→ **Extrait fourni**:
Compte rendu de la table ronde « Les minorités en islam : chrétiens, juifs, femmes savantes et hérésies » dans le cadre du festival Histoire & Cité

L’islam est aujourd’hui régulièrement au cœur des discussions sociétales. Les mêmes sujets reviennent encore et encore sur la place publique concernant les nombreuses controverses que l’on connait à cette religion. Mais qu’en est-il des sujets dont personne ne parle ? Une conférence, qui s’est tenue le 2 avril 2022 à Lausanne dans le cadre du festival Histoire & Cité, avait pour objectif de mettre en lumière les « invisibles » de cette religion. Les intervenants, Blain Auer, Amir Dziri, Wissam Halawi et David Hamidovic ont, chacun à leur tour, voulu mettre en avant quelques minorités qui ont influencé l’histoire de l’islam.

David Hamidovic a commencé par faire un bref résumé de l’influence des juif·ve·s sur l’islam. Pour ce faire, il a mis en lumière les liens très étroits des deux religions. En effet, le Coran parle maintes fois des israélien·ne·s et des juif·ve·s. Vers le 10-11ème siècle, musulman·e·s et juif·ve·s étaient souvent confronté·e·s les un·e·s aux autres, ce qui n’a guère engendré d’acculturation mais un transfert de culture, des échanges et négociations. David Hamidovic a fini par donner l’exemple des karaïtes, un courant du judaïsme fondé sur la Bible hébraïque et rejetant la loi orale, s’opposant de ce fait aux rabbanites. Les karaïtes ont établi un dialogue avec les musulman·e·s pour leur demander une protection vers le 10ème siècle. Ils·elles se sont installé·e·s dès lors en Égypte, cohabitant avec les musulman·e·s, et à Constantinople.

Wissam Halawi a continué l’exposé en se rapprochant du point de vue chrétien. Il a commencé par rappeler que les chrétien·ne·s étaient, globalement, dans une situation précaire. Bien que l’on pourrait croire que leur précarité était due à une distribution inégale des richesses qui favorisait les musulman·e·s, en réalité certain·e·s musulman·e·s étaient, eux·elles aussi, tout autant pauvres. La pauvreté ne serait donc pas corrélée au christianisme mais plutôt aux chances de naître dans une famille plus ou moins aisée. Il a rappelé ensuite que la médecine arabe, bien connue de nos jours, avait comme premiers docteurs les chrétiens arabes. Ces derniers ont traduit les livres de Gallien, un médecin grec renommé du 2ème siècle après J.-C qui a laissé derrière lui des écrits sur la médecine d’une grande modernité pour l’époque, et ont transmis le savoir qu’ils renfermaient. Les chrétien·ne·s avaient le statut de « dhimmi » - terme qui désignait les citoyens non-musulmans dans un État musulman. De par ce statut, ils·elles étaient reconnu·e·s comme juridiquement inférieur·e·s dans le pacte d’Umar, un traité passé entre le calife Umar et les monothéistes non musulman·e·s en l’an 717. De nombreuses discriminations y figuraient telles que l’interdiction de construire de nouveaux édifices ou encore l’obligation de porter un signe distinctif. Ils·elles étaient en contrepartie protégé·e·s par les musulman·e·s.

→ **Tâche à faire**: Dites si chacune de ces affirmations concorde avec le compte rendu de la table ronde ci-dessus, en répondant oui ou non et en citant mot pour mot les mots qui tranchent. 1. La conférence s'est tenue à Lausanne au printemps 2022. 2. Les karaïtes acceptaient la loi orale. 3. Le pacte d'Umar a été conclu en l'an 817.

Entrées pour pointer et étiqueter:
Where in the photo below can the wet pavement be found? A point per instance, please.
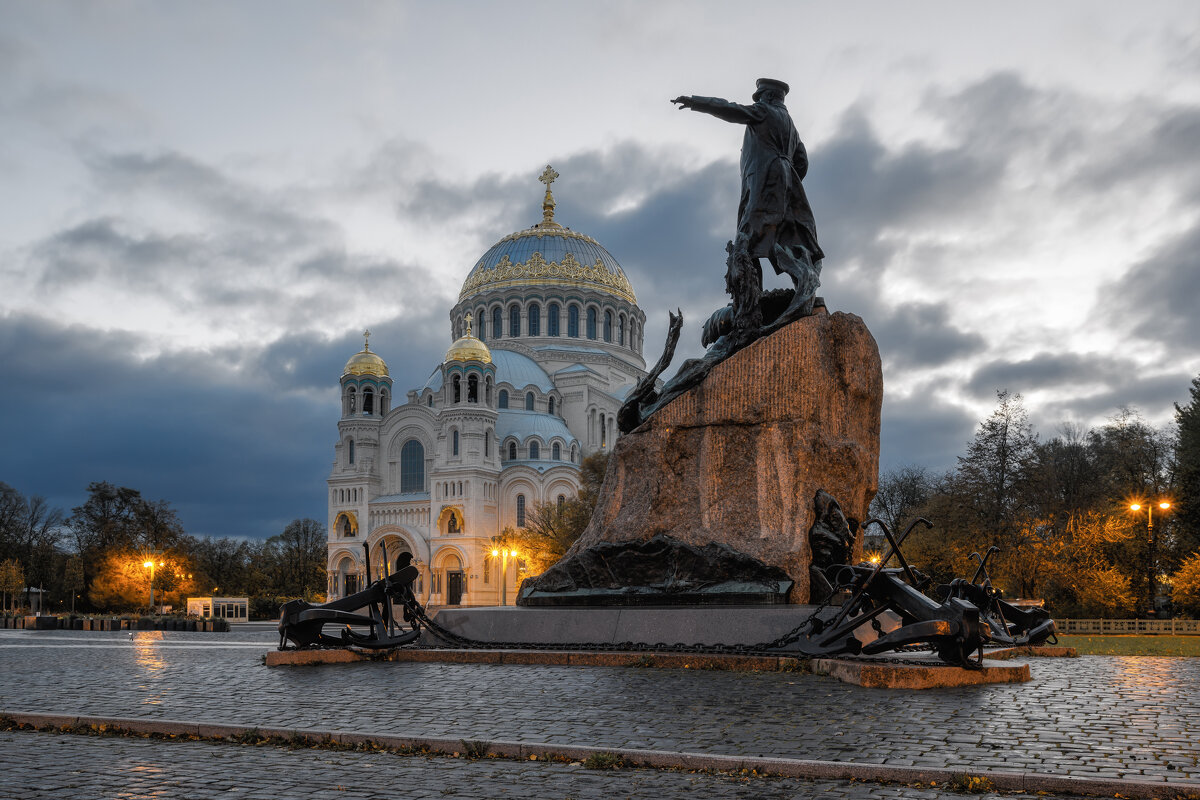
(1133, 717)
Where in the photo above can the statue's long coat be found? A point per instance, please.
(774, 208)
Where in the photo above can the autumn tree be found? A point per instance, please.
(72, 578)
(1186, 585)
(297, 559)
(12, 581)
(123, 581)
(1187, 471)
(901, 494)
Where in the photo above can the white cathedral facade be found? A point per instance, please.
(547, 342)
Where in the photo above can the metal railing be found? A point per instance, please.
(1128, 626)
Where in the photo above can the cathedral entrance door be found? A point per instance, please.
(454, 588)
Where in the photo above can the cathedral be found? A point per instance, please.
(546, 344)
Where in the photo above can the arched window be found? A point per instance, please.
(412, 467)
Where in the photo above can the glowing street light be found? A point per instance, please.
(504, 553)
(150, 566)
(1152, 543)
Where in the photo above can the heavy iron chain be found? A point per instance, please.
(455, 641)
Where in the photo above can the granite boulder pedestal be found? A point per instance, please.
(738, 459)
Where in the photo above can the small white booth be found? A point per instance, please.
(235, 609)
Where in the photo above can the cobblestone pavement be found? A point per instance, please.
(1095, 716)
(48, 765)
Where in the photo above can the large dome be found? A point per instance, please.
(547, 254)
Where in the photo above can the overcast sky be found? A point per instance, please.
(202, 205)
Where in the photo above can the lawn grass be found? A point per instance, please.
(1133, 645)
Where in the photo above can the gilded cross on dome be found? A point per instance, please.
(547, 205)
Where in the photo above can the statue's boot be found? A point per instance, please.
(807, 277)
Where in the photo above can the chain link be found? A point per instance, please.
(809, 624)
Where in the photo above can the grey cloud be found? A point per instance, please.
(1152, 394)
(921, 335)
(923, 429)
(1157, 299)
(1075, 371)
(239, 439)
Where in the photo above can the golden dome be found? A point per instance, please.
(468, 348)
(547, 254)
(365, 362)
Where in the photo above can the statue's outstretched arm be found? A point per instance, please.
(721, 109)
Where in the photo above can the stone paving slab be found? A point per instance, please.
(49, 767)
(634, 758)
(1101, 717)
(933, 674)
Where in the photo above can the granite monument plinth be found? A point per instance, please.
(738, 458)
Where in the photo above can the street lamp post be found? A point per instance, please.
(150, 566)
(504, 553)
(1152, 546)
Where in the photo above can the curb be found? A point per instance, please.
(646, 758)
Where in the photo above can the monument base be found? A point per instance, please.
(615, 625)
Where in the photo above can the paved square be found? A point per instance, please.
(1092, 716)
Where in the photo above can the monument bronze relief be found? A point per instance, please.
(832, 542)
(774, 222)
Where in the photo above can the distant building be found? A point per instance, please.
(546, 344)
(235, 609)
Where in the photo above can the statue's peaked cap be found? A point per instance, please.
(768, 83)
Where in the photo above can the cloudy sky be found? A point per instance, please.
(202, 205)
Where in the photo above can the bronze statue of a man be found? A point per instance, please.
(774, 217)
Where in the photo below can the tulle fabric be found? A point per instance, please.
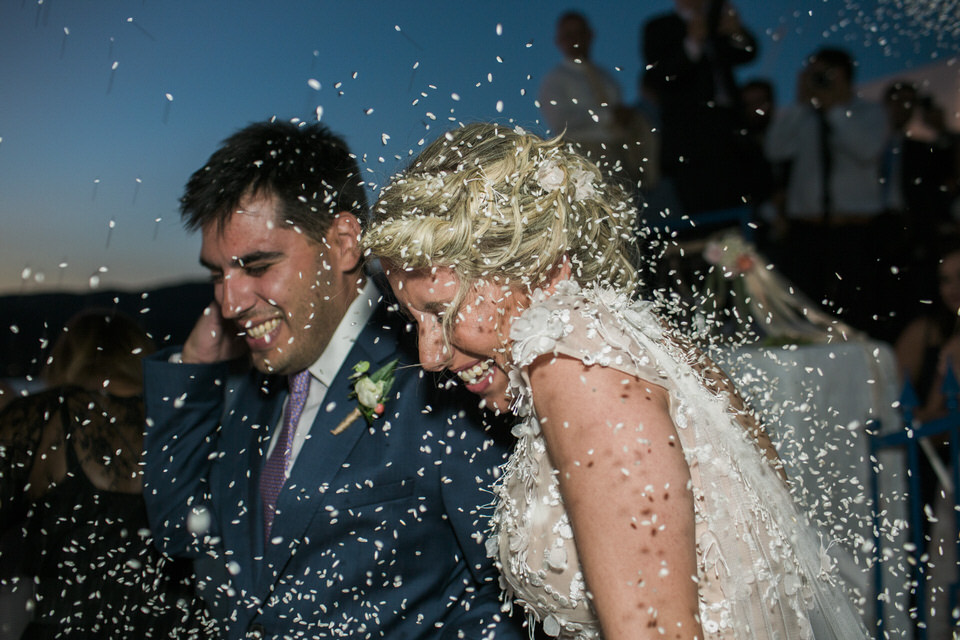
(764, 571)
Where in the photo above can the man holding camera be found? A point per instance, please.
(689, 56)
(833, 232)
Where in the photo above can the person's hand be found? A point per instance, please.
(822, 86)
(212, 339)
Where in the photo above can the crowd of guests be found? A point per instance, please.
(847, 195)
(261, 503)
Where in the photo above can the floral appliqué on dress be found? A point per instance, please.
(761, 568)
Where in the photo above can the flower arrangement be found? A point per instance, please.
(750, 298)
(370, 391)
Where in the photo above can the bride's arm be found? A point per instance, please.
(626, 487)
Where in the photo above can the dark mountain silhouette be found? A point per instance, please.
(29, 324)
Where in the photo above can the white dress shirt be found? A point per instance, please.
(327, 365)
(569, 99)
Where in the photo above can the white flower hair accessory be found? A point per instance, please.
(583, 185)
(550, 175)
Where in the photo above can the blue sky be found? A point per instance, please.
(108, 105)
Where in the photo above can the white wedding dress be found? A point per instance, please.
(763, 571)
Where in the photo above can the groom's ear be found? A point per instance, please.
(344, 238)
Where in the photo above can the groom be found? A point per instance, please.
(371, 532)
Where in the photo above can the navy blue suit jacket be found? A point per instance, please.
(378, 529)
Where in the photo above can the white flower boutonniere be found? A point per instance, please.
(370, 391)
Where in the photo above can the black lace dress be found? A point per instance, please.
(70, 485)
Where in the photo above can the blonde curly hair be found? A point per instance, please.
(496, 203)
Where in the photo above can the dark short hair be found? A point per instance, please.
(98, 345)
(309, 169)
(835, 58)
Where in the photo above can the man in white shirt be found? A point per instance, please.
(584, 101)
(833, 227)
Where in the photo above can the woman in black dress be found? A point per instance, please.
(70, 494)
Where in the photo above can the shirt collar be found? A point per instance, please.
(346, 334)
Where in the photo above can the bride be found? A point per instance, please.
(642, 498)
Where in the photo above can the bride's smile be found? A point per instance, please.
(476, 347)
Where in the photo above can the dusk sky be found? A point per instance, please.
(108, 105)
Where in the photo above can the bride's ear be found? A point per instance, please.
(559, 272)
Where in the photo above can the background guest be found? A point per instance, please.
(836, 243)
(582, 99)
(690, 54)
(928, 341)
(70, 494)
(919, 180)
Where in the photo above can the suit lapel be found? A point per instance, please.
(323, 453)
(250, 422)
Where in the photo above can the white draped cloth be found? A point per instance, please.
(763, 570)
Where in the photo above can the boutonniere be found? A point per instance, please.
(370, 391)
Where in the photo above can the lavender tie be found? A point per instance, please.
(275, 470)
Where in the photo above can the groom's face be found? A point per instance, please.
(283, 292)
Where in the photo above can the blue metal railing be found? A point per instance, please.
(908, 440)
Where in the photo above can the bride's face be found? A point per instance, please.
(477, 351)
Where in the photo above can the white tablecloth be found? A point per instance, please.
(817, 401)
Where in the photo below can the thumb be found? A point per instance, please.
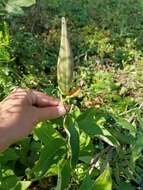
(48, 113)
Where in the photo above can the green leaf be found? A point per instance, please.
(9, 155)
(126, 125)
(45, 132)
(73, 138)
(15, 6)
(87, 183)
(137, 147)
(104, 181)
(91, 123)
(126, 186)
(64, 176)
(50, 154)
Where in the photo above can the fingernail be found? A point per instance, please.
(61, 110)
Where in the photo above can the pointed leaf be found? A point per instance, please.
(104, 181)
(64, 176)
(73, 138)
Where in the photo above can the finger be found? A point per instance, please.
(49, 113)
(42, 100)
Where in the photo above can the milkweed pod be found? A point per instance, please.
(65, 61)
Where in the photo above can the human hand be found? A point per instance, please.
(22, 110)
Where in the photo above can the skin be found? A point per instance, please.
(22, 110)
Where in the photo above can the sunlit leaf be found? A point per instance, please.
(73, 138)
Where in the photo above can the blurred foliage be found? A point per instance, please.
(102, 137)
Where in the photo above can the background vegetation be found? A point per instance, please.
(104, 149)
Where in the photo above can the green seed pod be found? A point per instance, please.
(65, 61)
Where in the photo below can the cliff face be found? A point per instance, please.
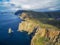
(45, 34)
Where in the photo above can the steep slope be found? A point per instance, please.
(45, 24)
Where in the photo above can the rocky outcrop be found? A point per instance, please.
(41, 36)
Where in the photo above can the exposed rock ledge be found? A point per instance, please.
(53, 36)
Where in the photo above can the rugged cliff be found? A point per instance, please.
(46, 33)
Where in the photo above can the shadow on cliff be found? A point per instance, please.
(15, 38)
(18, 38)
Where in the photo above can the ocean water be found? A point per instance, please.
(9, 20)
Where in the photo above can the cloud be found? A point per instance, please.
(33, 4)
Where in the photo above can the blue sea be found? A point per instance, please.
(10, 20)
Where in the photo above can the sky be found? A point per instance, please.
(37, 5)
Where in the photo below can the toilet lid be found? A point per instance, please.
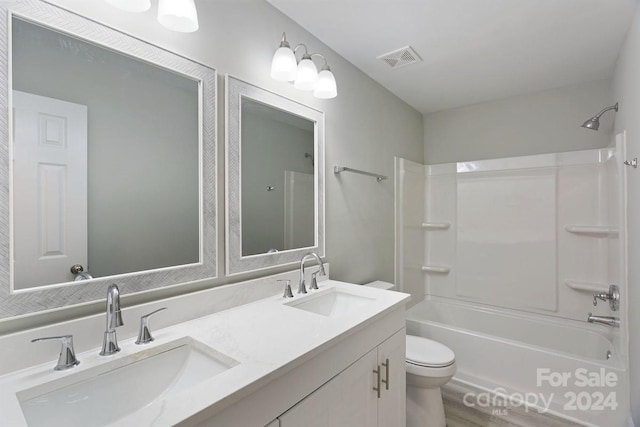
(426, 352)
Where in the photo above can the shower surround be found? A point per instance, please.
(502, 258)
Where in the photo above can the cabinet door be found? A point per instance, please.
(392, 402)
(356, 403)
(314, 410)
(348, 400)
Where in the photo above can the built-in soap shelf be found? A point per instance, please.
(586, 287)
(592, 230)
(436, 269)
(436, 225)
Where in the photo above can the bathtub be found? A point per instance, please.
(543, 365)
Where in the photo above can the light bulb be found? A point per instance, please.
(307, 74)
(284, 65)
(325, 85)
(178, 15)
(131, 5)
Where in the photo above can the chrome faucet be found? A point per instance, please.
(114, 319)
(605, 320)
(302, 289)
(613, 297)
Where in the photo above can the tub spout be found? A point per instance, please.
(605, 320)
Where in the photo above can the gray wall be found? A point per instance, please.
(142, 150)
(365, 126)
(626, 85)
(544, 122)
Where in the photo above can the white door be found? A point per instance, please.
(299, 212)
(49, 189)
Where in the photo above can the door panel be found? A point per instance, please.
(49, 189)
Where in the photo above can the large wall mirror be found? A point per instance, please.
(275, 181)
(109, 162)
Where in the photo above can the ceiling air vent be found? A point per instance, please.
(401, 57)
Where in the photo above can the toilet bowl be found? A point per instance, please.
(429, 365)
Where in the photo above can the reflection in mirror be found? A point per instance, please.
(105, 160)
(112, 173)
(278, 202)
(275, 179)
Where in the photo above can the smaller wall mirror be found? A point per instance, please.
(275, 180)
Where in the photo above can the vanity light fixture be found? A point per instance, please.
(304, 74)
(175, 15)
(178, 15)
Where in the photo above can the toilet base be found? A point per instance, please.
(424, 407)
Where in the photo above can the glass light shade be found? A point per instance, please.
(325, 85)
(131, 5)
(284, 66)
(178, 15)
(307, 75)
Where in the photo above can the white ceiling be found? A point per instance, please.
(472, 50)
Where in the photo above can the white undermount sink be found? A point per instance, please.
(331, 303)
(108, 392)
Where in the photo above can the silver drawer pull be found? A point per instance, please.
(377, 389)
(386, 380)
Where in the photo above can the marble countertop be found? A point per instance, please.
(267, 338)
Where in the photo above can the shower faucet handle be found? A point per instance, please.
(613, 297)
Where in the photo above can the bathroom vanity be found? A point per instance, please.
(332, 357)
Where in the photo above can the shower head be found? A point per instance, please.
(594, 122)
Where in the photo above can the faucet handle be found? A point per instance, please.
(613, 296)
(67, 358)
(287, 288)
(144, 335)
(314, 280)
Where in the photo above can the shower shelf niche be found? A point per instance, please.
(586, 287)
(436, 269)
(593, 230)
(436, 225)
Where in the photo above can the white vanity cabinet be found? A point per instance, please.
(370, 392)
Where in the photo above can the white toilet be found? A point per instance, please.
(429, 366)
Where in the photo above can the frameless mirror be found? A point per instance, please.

→ **Réponse complète**:
1. Oui : « le 2 avril 2022 à Lausanne ».
2. Non : « rejetant la loi orale ».
3. Non : « en l’an 717 ».